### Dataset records
========================================================================
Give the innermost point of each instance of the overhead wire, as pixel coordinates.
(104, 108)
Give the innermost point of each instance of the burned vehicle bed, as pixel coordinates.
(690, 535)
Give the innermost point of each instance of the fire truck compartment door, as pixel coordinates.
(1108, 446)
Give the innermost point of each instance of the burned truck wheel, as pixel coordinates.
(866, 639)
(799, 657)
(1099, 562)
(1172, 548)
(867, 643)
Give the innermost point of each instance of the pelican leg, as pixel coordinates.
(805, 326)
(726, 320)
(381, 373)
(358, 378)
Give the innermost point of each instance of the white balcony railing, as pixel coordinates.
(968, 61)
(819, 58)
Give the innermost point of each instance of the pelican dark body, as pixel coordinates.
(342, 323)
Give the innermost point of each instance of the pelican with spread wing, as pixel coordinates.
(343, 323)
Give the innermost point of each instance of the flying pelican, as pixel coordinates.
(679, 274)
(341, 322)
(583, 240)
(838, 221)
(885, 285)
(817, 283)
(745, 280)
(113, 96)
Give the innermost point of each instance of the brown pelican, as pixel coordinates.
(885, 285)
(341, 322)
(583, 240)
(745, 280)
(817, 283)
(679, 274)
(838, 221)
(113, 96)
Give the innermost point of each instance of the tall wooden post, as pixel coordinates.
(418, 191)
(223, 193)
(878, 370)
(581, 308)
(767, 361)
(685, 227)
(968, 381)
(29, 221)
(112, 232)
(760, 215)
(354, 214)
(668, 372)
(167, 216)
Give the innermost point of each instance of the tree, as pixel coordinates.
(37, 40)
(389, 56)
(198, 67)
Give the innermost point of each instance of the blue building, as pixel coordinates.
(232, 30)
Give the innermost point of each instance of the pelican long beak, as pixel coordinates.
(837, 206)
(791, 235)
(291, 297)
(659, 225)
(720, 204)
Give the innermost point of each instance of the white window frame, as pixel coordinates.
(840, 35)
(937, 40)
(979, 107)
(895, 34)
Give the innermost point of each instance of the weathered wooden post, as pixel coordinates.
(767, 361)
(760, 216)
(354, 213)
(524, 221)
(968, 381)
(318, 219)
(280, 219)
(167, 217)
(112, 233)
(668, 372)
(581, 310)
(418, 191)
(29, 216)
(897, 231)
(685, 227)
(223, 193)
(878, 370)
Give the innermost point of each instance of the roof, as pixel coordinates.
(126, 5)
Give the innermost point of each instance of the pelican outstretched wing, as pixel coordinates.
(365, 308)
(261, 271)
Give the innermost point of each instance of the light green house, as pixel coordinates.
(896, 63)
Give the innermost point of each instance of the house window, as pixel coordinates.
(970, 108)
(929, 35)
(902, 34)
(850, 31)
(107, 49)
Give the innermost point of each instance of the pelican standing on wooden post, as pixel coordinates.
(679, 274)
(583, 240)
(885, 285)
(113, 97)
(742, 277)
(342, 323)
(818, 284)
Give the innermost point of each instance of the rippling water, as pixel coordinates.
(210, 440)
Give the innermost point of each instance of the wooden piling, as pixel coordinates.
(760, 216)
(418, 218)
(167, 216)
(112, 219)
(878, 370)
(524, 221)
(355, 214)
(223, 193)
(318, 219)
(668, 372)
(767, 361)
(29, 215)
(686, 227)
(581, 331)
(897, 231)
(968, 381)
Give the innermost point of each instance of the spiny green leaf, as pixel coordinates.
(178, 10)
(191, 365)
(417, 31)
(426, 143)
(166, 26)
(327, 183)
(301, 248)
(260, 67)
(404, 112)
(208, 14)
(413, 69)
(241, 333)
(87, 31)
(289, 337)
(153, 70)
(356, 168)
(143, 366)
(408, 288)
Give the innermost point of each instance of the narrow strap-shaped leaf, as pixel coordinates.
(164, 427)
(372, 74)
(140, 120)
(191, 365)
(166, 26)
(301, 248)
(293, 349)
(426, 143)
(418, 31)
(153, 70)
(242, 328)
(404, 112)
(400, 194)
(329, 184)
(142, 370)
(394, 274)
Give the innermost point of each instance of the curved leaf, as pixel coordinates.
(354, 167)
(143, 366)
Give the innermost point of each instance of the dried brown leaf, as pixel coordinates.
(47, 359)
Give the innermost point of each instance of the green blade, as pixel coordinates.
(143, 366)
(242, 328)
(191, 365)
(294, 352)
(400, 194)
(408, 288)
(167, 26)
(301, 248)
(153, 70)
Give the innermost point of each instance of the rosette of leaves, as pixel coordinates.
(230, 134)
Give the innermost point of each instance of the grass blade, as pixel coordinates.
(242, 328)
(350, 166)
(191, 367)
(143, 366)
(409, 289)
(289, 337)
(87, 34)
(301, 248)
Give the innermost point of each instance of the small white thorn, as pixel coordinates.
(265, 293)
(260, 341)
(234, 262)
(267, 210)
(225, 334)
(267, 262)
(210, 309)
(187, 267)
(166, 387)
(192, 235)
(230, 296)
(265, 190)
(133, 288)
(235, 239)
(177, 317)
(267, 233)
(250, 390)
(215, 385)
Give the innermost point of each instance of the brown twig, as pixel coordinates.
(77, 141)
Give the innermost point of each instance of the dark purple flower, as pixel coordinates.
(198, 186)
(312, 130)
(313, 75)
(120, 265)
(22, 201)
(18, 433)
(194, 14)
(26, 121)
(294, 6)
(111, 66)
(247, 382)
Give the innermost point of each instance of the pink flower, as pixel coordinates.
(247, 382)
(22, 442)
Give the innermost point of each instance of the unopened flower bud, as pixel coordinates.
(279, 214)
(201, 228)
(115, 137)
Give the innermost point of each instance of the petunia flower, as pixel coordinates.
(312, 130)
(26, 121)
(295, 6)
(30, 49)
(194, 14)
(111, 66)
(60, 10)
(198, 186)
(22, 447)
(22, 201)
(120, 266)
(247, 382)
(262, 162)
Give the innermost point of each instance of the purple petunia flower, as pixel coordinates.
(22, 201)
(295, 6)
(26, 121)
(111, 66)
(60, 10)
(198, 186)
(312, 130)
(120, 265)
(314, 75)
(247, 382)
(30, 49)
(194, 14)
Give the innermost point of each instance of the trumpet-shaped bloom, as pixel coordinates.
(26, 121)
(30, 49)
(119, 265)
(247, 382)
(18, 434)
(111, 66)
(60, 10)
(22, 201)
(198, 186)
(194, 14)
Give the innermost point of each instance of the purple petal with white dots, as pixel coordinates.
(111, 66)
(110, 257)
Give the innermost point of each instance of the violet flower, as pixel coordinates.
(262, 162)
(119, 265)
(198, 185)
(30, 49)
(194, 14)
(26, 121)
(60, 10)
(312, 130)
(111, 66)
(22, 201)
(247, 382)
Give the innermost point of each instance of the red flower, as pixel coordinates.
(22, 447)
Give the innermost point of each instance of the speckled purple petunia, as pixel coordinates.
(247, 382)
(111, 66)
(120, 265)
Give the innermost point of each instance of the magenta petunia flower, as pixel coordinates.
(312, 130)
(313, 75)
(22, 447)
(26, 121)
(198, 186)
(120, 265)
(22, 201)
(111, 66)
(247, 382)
========================================================================
### TASK TO CARRY OUT
Arrange the data above as a Markdown table with the columns Row and Line, numbering each line in Row and placing its text in Line. Omit blank lines.

### OUTPUT OF THE TASK
| Row | Line |
|---|---|
| 1 | Give the innermost point of each instance of the overhead wire, as pixel coordinates. |
| 2 | (104, 108) |
| 3 | Give the innermost point of each instance of the burned vehicle bed, as pixel coordinates. |
| 4 | (690, 535) |
| 5 | Give the innermost point of each instance of the fire truck compartment door, as pixel coordinates. |
| 6 | (1108, 446) |
| 7 | Give the innermost point of each instance of the burned truck wheel, as pixel coordinates. |
| 8 | (866, 639) |
| 9 | (799, 657) |
| 10 | (1099, 562) |
| 11 | (1172, 548) |
| 12 | (867, 643) |
| 13 | Give the innermost point of each instance of the pelican leg, as pixel coordinates. |
| 14 | (805, 326) |
| 15 | (726, 320) |
| 16 | (381, 373) |
| 17 | (358, 378) |
| 18 | Give the innermost point of each instance of the white balcony railing, as pixel coordinates. |
| 19 | (968, 61) |
| 20 | (819, 58) |
| 21 | Give the innermost point of each instance of the pelican dark body, as pixel coordinates. |
| 22 | (342, 323) |
| 23 | Give the innermost point of each instance of the pelican with spread wing, as pixel coordinates. |
| 24 | (343, 323) |
| 25 | Give the innermost point of each instance of the flying pelican, as pixel coordinates. |
| 26 | (679, 274) |
| 27 | (341, 322) |
| 28 | (583, 240) |
| 29 | (838, 221) |
| 30 | (885, 285) |
| 31 | (817, 283) |
| 32 | (745, 280) |
| 33 | (113, 96) |
| 34 | Give the innermost point of each instance of the brown pelican, as pixel coordinates. |
| 35 | (885, 285) |
| 36 | (341, 322) |
| 37 | (583, 240) |
| 38 | (745, 280) |
| 39 | (817, 283) |
| 40 | (679, 274) |
| 41 | (838, 221) |
| 42 | (113, 96) |
| 43 | Give the innermost point of each instance of the tall wooden post, as pixel coordinates. |
| 44 | (418, 191) |
| 45 | (223, 193) |
| 46 | (878, 370) |
| 47 | (581, 308) |
| 48 | (767, 361) |
| 49 | (685, 227) |
| 50 | (968, 381) |
| 51 | (29, 221) |
| 52 | (112, 232) |
| 53 | (760, 215) |
| 54 | (354, 214) |
| 55 | (668, 372) |
| 56 | (167, 216) |
| 57 | Give the innermost point of each instance of the tree, as pixel coordinates. |
| 58 | (37, 40) |
| 59 | (389, 56) |
| 60 | (198, 67) |
| 61 | Give the innermost point of each instance of the blue building, as pixel coordinates. |
| 62 | (232, 30) |
| 63 | Give the innermost point of each instance of the pelican long beak, as pixel coordinates. |
| 64 | (837, 206) |
| 65 | (791, 235) |
| 66 | (291, 297) |
| 67 | (659, 225) |
| 68 | (720, 204) |
| 69 | Give the innermost point of each instance of the white window frame, as pixel coordinates. |
| 70 | (840, 35) |
| 71 | (937, 40) |
| 72 | (979, 107) |
| 73 | (895, 34) |
| 74 | Give the innermost point of each instance of the weathered wooden post, as pixel coordinates. |
| 75 | (767, 361) |
| 76 | (760, 216) |
| 77 | (354, 213) |
| 78 | (524, 221) |
| 79 | (968, 381) |
| 80 | (318, 219) |
| 81 | (280, 219) |
| 82 | (167, 217) |
| 83 | (112, 233) |
| 84 | (668, 372) |
| 85 | (581, 310) |
| 86 | (418, 191) |
| 87 | (29, 216) |
| 88 | (897, 231) |
| 89 | (685, 227) |
| 90 | (223, 193) |
| 91 | (878, 370) |
| 92 | Give the innermost point of each instance of the roof, as pixel coordinates. |
| 93 | (126, 5) |
| 94 | Give the innermost point of each instance of the pelican outstretched wing, as pixel coordinates. |
| 95 | (365, 308) |
| 96 | (261, 271) |
| 97 | Give the innermost point of each instance of the light green house, as pixel coordinates. |
| 98 | (896, 63) |
| 99 | Give the innermost point of each instance of the house window, as pixel coordinates. |
| 100 | (970, 108) |
| 101 | (929, 35) |
| 102 | (902, 34) |
| 103 | (850, 31) |
| 104 | (107, 49) |
| 105 | Give the innermost point of each instance of the pelican standing on wooden post, as pixel coordinates. |
| 106 | (679, 274) |
| 107 | (583, 240) |
| 108 | (885, 285) |
| 109 | (113, 97) |
| 110 | (742, 277) |
| 111 | (342, 323) |
| 112 | (818, 284) |
| 113 | Give the innermost point of each instance of the rippling water, as pixel coordinates. |
| 114 | (210, 440) |
| 115 | Give the innermost point of each instance of the wooden piling, as pixel coordinates. |
| 116 | (760, 216) |
| 117 | (418, 218) |
| 118 | (167, 216) |
| 119 | (112, 219) |
| 120 | (878, 370) |
| 121 | (524, 221) |
| 122 | (355, 214) |
| 123 | (223, 193) |
| 124 | (318, 219) |
| 125 | (668, 372) |
| 126 | (767, 361) |
| 127 | (29, 215) |
| 128 | (686, 227) |
| 129 | (581, 331) |
| 130 | (897, 231) |
| 131 | (968, 381) |
| 132 | Give the innermost point of each instance of the spiny green leaf, as pixel coordinates. |
| 133 | (178, 10) |
| 134 | (191, 365) |
| 135 | (417, 31) |
| 136 | (426, 143) |
| 137 | (166, 26) |
| 138 | (327, 183) |
| 139 | (301, 248) |
| 140 | (260, 67) |
| 141 | (404, 112) |
| 142 | (208, 14) |
| 143 | (413, 69) |
| 144 | (241, 333) |
| 145 | (87, 31) |
| 146 | (289, 337) |
| 147 | (153, 70) |
| 148 | (356, 168) |
| 149 | (143, 366) |
| 150 | (408, 288) |
| 151 | Give the innermost point of each instance of the narrow strap-shaped leaf, as pixel coordinates. |
| 152 | (164, 427) |
| 153 | (372, 74) |
| 154 | (140, 120) |
| 155 | (191, 365) |
| 156 | (166, 26) |
| 157 | (301, 248) |
| 158 | (293, 349) |
| 159 | (426, 143) |
| 160 | (418, 31) |
| 161 | (153, 70) |
| 162 | (242, 328) |
| 163 | (404, 112) |
| 164 | (400, 194) |
| 165 | (329, 184) |
| 166 | (142, 370) |
| 167 | (394, 274) |
| 168 | Give the innermost point of each instance of the curved leaf, as pixel coordinates. |
| 169 | (354, 167) |
| 170 | (143, 366) |
| 171 | Give the innermost point of each instance of the dried brown leaf, as pixel coordinates. |
| 172 | (47, 359) |
| 173 | Give the innermost point of each instance of the green blade, as pixel coordinates. |
| 174 | (143, 366) |
| 175 | (242, 328) |
| 176 | (191, 365) |
| 177 | (294, 352) |
| 178 | (400, 194) |
| 179 | (408, 288) |
| 180 | (167, 26) |
| 181 | (301, 248) |
| 182 | (153, 70) |
| 183 | Give the innermost point of each instance of the rosette of leaves, as pixel coordinates. |
| 184 | (230, 134) |
| 185 | Give the innermost point of each instance of the grass blade, as pixel coordinates. |
| 186 | (242, 328) |
| 187 | (350, 166) |
| 188 | (191, 367) |
| 189 | (143, 366) |
| 190 | (409, 289) |
| 191 | (289, 337) |
| 192 | (87, 34) |
| 193 | (301, 248) |
| 194 | Give the innermost point of each instance of the small white thorn, as pixel coordinates. |
| 195 | (265, 293) |
| 196 | (260, 341) |
| 197 | (234, 262) |
| 198 | (267, 210) |
| 199 | (225, 334) |
| 200 | (267, 262) |
| 201 | (210, 309) |
| 202 | (187, 267) |
| 203 | (166, 387) |
| 204 | (192, 235) |
| 205 | (230, 296) |
| 206 | (265, 190) |
| 207 | (133, 288) |
| 208 | (235, 239) |
| 209 | (177, 317) |
| 210 | (267, 233) |
| 211 | (250, 390) |
| 212 | (215, 385) |
| 213 | Give the innermost point of each instance of the brown twig, as pixel coordinates. |
| 214 | (77, 141) |
| 215 | Give the innermost point of each instance of the dark purple flower, as pixel coordinates. |
| 216 | (198, 186) |
| 217 | (312, 130) |
| 218 | (313, 75) |
| 219 | (120, 265) |
| 220 | (22, 201) |
| 221 | (18, 433) |
| 222 | (194, 14) |
| 223 | (26, 121) |
| 224 | (294, 6) |
| 225 | (111, 66) |
| 226 | (247, 382) |
| 227 | Give the innermost point of each instance of the pink flower, as pixel coordinates. |
| 228 | (247, 382) |
| 229 | (22, 442) |
| 230 | Give the innermost point of each instance of the unopened flower bud, as pixel coordinates. |
| 231 | (279, 214) |
| 232 | (201, 228) |
| 233 | (115, 137) |
| 234 | Give the innermost point of each instance of the petunia flower, as pixel coordinates. |
| 235 | (312, 130) |
| 236 | (26, 121) |
| 237 | (295, 6) |
| 238 | (30, 49) |
| 239 | (194, 14) |
| 240 | (111, 66) |
| 241 | (60, 10) |
| 242 | (198, 186) |
| 243 | (22, 447) |
| 244 | (22, 201) |
| 245 | (120, 266) |
| 246 | (247, 382) |
| 247 | (262, 162) |
| 248 | Give the innermost point of each instance of the purple petunia flower, as pixel coordinates. |
| 249 | (22, 201) |
| 250 | (295, 6) |
| 251 | (26, 121) |
| 252 | (111, 66) |
| 253 | (60, 10) |
| 254 | (198, 186) |
| 255 | (312, 130) |
| 256 | (120, 265) |
| 257 | (314, 75) |
| 258 | (247, 382) |
| 259 | (30, 49) |
| 260 | (194, 14) |
| 261 | Give the innermost point of each instance of the trumpet-shaped bloom, as pixel coordinates. |
| 262 | (26, 121) |
| 263 | (30, 49) |
| 264 | (119, 265) |
| 265 | (247, 382) |
| 266 | (18, 434) |
| 267 | (111, 66) |
| 268 | (60, 10) |
| 269 | (22, 201) |
| 270 | (198, 186) |
| 271 | (194, 14) |
| 272 | Give the innermost point of each instance of the purple petal with white dots, as pixel coordinates. |
| 273 | (111, 66) |
| 274 | (110, 257) |
| 275 | Give the innermost point of each instance of the violet flower, as pixel coordinates. |
| 276 | (262, 162) |
| 277 | (119, 265) |
| 278 | (198, 185) |
| 279 | (30, 49) |
| 280 | (194, 14) |
| 281 | (26, 121) |
| 282 | (60, 10) |
| 283 | (312, 130) |
| 284 | (111, 66) |
| 285 | (22, 201) |
| 286 | (247, 382) |
| 287 | Give the innermost point of each instance of the red flower, as pixel coordinates. |
| 288 | (22, 447) |
| 289 | Give the innermost point of each instance of the speckled purple petunia, as pixel coordinates. |
| 290 | (247, 382) |
| 291 | (111, 66) |
| 292 | (120, 265) |
| 293 | Give the innermost point of each instance of the magenta petunia flower, as pixel coordinates. |
| 294 | (312, 130) |
| 295 | (313, 75) |
| 296 | (22, 447) |
| 297 | (26, 121) |
| 298 | (198, 186) |
| 299 | (120, 265) |
| 300 | (22, 201) |
| 301 | (111, 66) |
| 302 | (247, 382) |